* **DOCUMENT PASSAGE**:
::::
Researchers crack case on age-old arthritis myth

Researchers at the University of Alberta used an MRI machine to discover the audible “knuckle cracking” sound is caused by air bubbles forming in the synovial fluid. 

Courtesy UNIVERSITY OF ALBERTA

Researchers at the University of Alberta used an MRI machine to discover the audible “knuckle cracking” sound is caused by air bubbles forming in the synovial fluid. 

By Sports & Health Reporter

Of all the white lies parents tell their children, one of the most widespread is that knuckle-cracking can cause arthritis. However, new research at the University of Alberta has disproved this myth and discovered what the “cracking” sound actually is.

Researchers examined joints in each finger being cracked through a high-power MRI machine in a study titled “Real-Time Visualization of Joint Cavitation,” published in the April 15 edition of the journal PLOS One. Researchers discovered that the sound omitted when one cracks his or her knuckles is actually the sound of a bubble forming in the joint’s synovial fluid rather than a bubble popping, according to Richard Thompson, co-author of the study and an associate professor of biomedical engineering at the University of Alberta.

“Previously, it was thought that the knuckle crack was popping the bubbles,” Thompson said. “Before there was a knuckle crack, the distance between the bones at the knuckle was slowly growing. [When the knuckle cracked,] we could see a black signal void form in the fluid between the joints, so that’s the formation of a bubble. It’s a shift in the explanation of what causes the actual cracking sound in knuckle cracking.” 

English researchers first hypothesized in the 1947 study “Cracking in the metacarpo-phalangeal joint” that the cracking sound was the formation of a space for gas bubbles in the joint fluid. However, studies in the 1970s, such as “The Consequences of Habitual Knuckle Cracking” theorized that the gas bubbles bursting caused the noise. Although no scientific study was found to prove a correlation between frequent knuckle cracking and arthritis, a 1990 study titled “Effect of habitual knuckle cracking on hand function” found frequent knuckle cracking can lead to hand swelling, reduced grip strength and decreased hand function. 

“It’s neither harmful nor good for your joints, but it’s psychologically soothing to do it,” said Calvin R. Brown Jr., an associate professor of rheumatology at Northwestern University’s Feinberg School of Medicine. “Cracking your knuckles makes your parents crazy, but that’s about it.”

The MRI also revealed that before the knuckle actually cracks, a vacuum is created in the fluid that pulls oxygen and other gases into the joint, which results in the bubble forming and subsequently making the “cracking” sound. 

“When you’re pulling your joint, you’re creating a vacuum for negative pressure in between there,” Thompson said. “It [will be] exciting in the future to study this more [and] to think we’re imaging the predecessor of the knuckle-crack. It’s a sort of mechanistic-finding.” 

The study used a single subject who could crack his knuckles repeatedly—co-author Jerome Fryer, a chiropractor in British Columbia.

“He’s very interested in this phenomenon, so he volunteered,” Thompson said. “He’s a great knuckle-cracker and could crack his knuckles on demand.”

Researchers were surprised at how clear the results of the study were, Thompson said. 

“We didn’t think it was going to be such a clear, easy-to-visualize event,” Thompson said. “We were really excited when we first saw it happen and the fact that we could repeat it on every attempt to make the knuckle crack made us confident that what we were observing was a real phenomenon.”

The technology used in the study and the discovery were both novel, according to Brown.

“It’s a really interesting study,” Brown said. “We really did think that [the cracking sound] was due to gas bubbles, so we were close. This study shows, with this advancement in MRI technology, the cracking isn’t the bubble cracking.”

Rheumatologists and other members of the medical community have known habitual knuckle-cracking could not cause arthritis or other long-term medical conditions for nearly 40 years, according to Brown.

“Your parents don’t like the sounds of your knuckles cracking, so they tell you it causes arthritis because they want you to stop doing it,” Brown said. “There’s absolutely nothing wrong with it. It doesn’t make you healthier, but it does give you a degree of satisfaction.”
::::
* **DATASET EXCERPTS**:
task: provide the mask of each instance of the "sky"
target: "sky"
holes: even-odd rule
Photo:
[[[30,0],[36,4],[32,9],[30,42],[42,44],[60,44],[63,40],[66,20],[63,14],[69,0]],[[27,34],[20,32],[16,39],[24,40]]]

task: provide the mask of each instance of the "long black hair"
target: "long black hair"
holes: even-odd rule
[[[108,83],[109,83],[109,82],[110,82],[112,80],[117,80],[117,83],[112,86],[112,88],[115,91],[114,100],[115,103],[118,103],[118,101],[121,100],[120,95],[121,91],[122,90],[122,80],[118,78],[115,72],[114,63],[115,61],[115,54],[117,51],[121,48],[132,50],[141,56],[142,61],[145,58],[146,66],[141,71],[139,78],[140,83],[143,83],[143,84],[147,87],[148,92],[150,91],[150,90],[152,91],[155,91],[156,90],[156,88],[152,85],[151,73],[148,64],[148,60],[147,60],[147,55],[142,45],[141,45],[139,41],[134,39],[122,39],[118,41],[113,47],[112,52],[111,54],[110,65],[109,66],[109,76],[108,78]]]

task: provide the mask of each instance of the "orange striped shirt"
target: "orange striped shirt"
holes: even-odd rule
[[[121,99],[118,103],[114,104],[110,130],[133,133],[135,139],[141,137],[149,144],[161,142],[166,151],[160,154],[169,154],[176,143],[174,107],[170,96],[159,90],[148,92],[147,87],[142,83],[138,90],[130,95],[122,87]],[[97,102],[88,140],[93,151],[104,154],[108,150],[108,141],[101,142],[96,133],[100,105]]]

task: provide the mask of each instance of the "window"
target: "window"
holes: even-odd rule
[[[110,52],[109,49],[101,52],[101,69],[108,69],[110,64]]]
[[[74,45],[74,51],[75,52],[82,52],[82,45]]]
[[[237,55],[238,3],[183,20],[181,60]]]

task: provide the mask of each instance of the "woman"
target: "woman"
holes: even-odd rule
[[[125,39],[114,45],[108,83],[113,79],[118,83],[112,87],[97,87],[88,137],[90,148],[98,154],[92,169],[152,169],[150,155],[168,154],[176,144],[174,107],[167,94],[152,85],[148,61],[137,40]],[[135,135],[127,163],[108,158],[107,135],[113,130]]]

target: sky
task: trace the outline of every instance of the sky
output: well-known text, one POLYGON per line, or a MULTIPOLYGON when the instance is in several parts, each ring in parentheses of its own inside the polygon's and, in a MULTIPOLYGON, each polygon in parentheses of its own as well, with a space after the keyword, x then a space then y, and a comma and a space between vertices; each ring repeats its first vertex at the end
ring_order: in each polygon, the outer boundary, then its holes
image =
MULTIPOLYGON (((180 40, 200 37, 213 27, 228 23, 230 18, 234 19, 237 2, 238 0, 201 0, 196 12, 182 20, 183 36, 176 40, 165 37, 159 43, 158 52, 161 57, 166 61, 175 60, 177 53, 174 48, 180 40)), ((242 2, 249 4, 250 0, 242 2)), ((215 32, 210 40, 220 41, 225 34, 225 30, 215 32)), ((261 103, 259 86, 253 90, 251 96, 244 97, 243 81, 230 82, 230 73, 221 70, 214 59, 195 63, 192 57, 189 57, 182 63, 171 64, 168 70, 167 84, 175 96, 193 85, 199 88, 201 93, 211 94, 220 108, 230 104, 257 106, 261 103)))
::::
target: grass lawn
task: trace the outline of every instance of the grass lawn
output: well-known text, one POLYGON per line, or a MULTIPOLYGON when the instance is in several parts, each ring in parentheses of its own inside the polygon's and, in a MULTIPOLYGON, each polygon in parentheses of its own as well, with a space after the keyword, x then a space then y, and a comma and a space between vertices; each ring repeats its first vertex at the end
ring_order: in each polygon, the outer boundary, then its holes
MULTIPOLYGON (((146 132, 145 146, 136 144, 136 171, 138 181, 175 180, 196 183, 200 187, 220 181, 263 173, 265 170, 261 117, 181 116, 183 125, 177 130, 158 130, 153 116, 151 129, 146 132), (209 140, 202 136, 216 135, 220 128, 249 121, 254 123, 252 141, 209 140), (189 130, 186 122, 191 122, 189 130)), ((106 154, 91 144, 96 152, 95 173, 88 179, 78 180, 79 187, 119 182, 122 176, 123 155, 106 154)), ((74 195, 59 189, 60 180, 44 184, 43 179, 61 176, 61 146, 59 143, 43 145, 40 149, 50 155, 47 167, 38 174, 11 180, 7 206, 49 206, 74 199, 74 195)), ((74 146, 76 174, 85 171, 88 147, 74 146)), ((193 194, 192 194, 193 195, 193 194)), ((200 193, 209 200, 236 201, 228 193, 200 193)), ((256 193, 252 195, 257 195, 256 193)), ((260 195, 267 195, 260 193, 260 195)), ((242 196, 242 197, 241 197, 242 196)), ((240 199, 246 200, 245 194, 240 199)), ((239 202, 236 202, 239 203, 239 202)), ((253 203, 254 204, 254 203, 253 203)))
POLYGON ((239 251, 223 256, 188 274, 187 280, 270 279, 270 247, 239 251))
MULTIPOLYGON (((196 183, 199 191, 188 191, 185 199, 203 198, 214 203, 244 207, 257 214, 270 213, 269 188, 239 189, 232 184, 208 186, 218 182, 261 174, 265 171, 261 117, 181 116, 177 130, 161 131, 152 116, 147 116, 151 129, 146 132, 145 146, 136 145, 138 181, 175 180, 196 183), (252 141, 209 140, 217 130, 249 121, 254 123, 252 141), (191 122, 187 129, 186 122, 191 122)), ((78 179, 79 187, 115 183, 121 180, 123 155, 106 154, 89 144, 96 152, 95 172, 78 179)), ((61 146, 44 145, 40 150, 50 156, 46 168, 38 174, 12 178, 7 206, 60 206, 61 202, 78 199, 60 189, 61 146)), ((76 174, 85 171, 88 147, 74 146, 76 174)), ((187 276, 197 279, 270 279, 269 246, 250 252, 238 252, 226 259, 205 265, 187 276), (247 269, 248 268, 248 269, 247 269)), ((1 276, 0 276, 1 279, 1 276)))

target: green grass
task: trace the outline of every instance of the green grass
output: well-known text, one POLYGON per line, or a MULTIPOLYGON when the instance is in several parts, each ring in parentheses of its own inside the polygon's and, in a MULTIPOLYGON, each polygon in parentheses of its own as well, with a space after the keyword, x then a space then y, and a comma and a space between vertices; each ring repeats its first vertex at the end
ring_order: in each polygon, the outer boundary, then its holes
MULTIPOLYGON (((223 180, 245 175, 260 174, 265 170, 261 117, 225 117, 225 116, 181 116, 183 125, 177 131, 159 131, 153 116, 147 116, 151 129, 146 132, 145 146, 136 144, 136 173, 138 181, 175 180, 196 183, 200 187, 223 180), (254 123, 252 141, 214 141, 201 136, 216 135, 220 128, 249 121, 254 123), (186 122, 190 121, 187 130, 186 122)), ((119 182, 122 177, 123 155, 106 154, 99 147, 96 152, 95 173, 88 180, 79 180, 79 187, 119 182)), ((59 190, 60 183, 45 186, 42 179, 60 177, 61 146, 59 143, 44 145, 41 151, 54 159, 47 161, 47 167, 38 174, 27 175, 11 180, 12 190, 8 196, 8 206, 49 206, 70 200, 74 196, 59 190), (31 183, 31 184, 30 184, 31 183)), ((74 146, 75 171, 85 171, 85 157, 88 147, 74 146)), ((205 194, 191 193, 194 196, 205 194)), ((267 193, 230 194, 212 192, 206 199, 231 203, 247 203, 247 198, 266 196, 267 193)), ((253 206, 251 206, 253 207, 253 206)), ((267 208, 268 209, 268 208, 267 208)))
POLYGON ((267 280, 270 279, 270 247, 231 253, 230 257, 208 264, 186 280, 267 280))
::::
* **WHAT IS REQUIRED**: According to the article on knuckle cracking, who was the single subject of the study? The entries are drawn from a source unrelated to the text.

* **RESPONSE BELOW**: Jerome Fryer, a co-author of the study and a chiropractor in British Columbia.